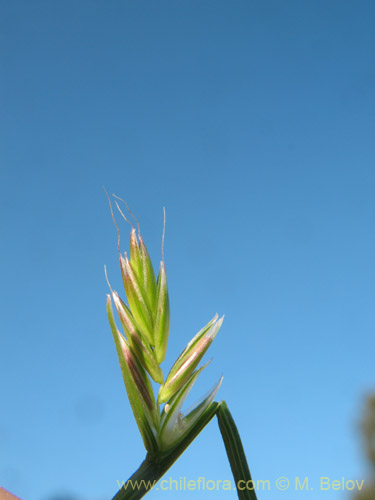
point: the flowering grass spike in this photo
(142, 347)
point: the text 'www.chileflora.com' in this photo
(282, 483)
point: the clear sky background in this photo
(253, 124)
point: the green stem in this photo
(236, 455)
(153, 468)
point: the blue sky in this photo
(253, 124)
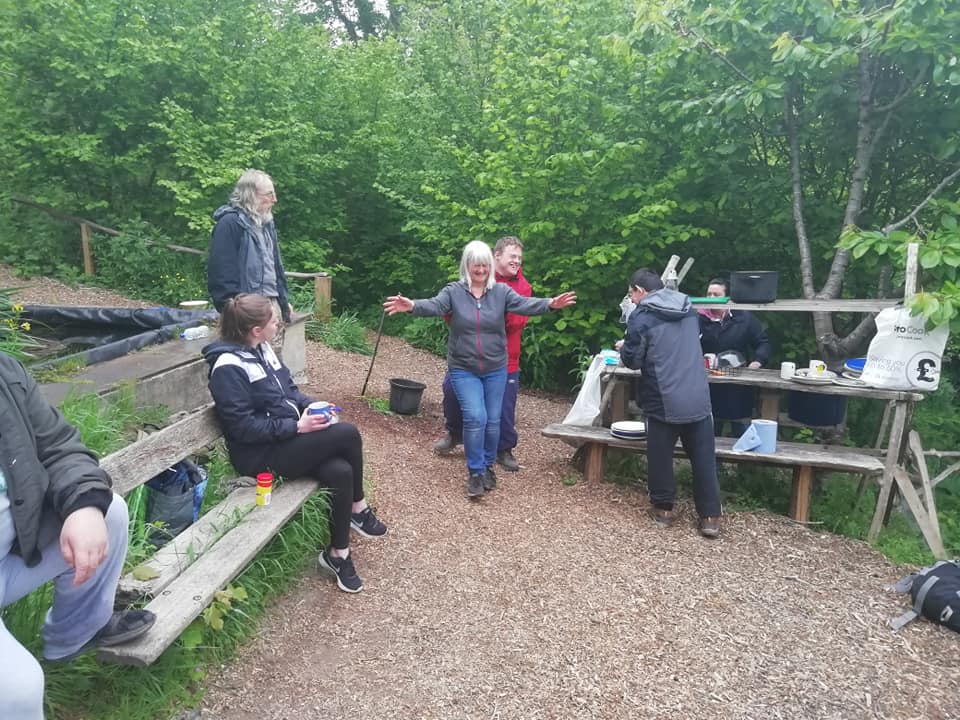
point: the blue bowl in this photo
(855, 364)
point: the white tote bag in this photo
(587, 405)
(904, 355)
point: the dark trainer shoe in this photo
(709, 527)
(367, 524)
(475, 484)
(343, 571)
(445, 444)
(123, 626)
(508, 461)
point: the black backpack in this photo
(936, 595)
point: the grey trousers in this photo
(75, 616)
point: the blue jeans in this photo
(508, 412)
(481, 399)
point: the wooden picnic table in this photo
(616, 380)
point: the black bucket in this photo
(405, 396)
(817, 410)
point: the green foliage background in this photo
(607, 135)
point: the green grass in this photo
(343, 332)
(378, 404)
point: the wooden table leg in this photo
(770, 404)
(800, 493)
(887, 482)
(593, 462)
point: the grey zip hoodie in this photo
(478, 340)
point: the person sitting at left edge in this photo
(59, 521)
(267, 426)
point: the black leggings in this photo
(334, 457)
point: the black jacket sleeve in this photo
(762, 350)
(223, 263)
(76, 478)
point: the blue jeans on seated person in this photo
(481, 400)
(76, 614)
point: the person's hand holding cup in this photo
(318, 416)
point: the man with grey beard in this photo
(244, 254)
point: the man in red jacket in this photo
(507, 258)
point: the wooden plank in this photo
(188, 547)
(683, 271)
(866, 305)
(800, 493)
(945, 474)
(910, 272)
(932, 536)
(179, 604)
(85, 249)
(135, 464)
(323, 295)
(890, 463)
(593, 462)
(829, 457)
(770, 380)
(930, 502)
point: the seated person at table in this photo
(724, 331)
(267, 427)
(662, 341)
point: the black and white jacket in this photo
(256, 399)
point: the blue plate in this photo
(855, 364)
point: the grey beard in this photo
(262, 219)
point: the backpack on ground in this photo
(936, 595)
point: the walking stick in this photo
(374, 357)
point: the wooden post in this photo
(323, 292)
(887, 483)
(85, 247)
(800, 493)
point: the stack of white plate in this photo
(629, 430)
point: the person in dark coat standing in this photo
(662, 341)
(736, 334)
(244, 252)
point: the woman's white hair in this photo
(476, 253)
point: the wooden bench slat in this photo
(186, 548)
(832, 457)
(180, 603)
(132, 466)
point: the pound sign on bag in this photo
(924, 367)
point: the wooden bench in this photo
(210, 553)
(802, 457)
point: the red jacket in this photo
(515, 323)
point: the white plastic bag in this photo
(904, 355)
(587, 405)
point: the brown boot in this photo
(709, 527)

···

### WRITTEN INSTRUCTION
Reproduce the whole listing above line for line, without any changes, and leave out the pictures.

### ANSWER TO THE EXERCISE
point: the flowering grass spike in this photo
(142, 347)
point: the text 'www.chileflora.com' in this photo
(282, 483)
point: the clear sky background in this photo
(253, 124)
point: the green stem in this photo
(236, 455)
(153, 468)
point: the blue sky in this photo
(253, 124)
point: the blue bowl in this photo
(855, 364)
point: the white tote bag in this photo
(587, 405)
(904, 355)
point: the dark trainer shoe in this photo
(709, 527)
(367, 524)
(475, 484)
(343, 571)
(445, 444)
(123, 626)
(508, 461)
point: the black backpack in this photo
(936, 595)
point: the grey trousers in this photo
(75, 616)
point: the blue jeans in this photo
(508, 412)
(481, 399)
point: the wooden picnic table in this photo
(616, 380)
point: the black bucket in this photo
(405, 396)
(817, 410)
point: the green foliage background in this photo
(607, 135)
point: the green grass in this photo
(343, 332)
(378, 404)
point: the wooden table leg in this photo
(770, 404)
(800, 493)
(887, 482)
(593, 462)
point: the grey zip hoodie in this photo
(478, 340)
point: the person sitting at left edge in this photo
(59, 521)
(267, 426)
point: the black leggings in this photo
(334, 457)
point: the black jacket sleeve in this photo
(762, 350)
(223, 263)
(76, 478)
point: the blue jeans on seated person in this photo
(481, 400)
(76, 614)
point: the person's hand holding cup in this photo
(318, 416)
point: the man with grey beard in this photo
(244, 254)
point: the man in red jacket in this photo
(507, 258)
point: the wooden plank in this photo
(188, 547)
(683, 271)
(866, 305)
(800, 493)
(945, 474)
(910, 272)
(932, 536)
(179, 604)
(85, 249)
(135, 464)
(323, 295)
(890, 463)
(593, 462)
(829, 457)
(770, 380)
(930, 502)
point: the seated person at table in this photo
(724, 331)
(267, 427)
(662, 341)
point: the black and white jacket in this photo
(256, 399)
point: the blue plate in this photo
(855, 364)
point: the grey beard in this photo
(262, 219)
point: the backpack on ground in this photo
(936, 595)
point: the walking stick in this photo
(374, 357)
point: the wooden post in this photo
(323, 292)
(887, 483)
(85, 247)
(800, 493)
point: the stack of white plate in this photo
(629, 430)
point: the person in dark coat standing in this photo
(662, 341)
(736, 334)
(244, 252)
point: the woman's white hair in this photo
(476, 253)
point: the wooden bench slat in this photo
(186, 548)
(832, 457)
(180, 603)
(132, 466)
point: the pound sign on bag in this photo
(924, 367)
point: the wooden bench in this photo
(210, 553)
(802, 457)
point: the red jacket in this photo
(515, 323)
point: the white plastic bag in this photo
(904, 355)
(587, 405)
point: the brown boot in this photo
(709, 527)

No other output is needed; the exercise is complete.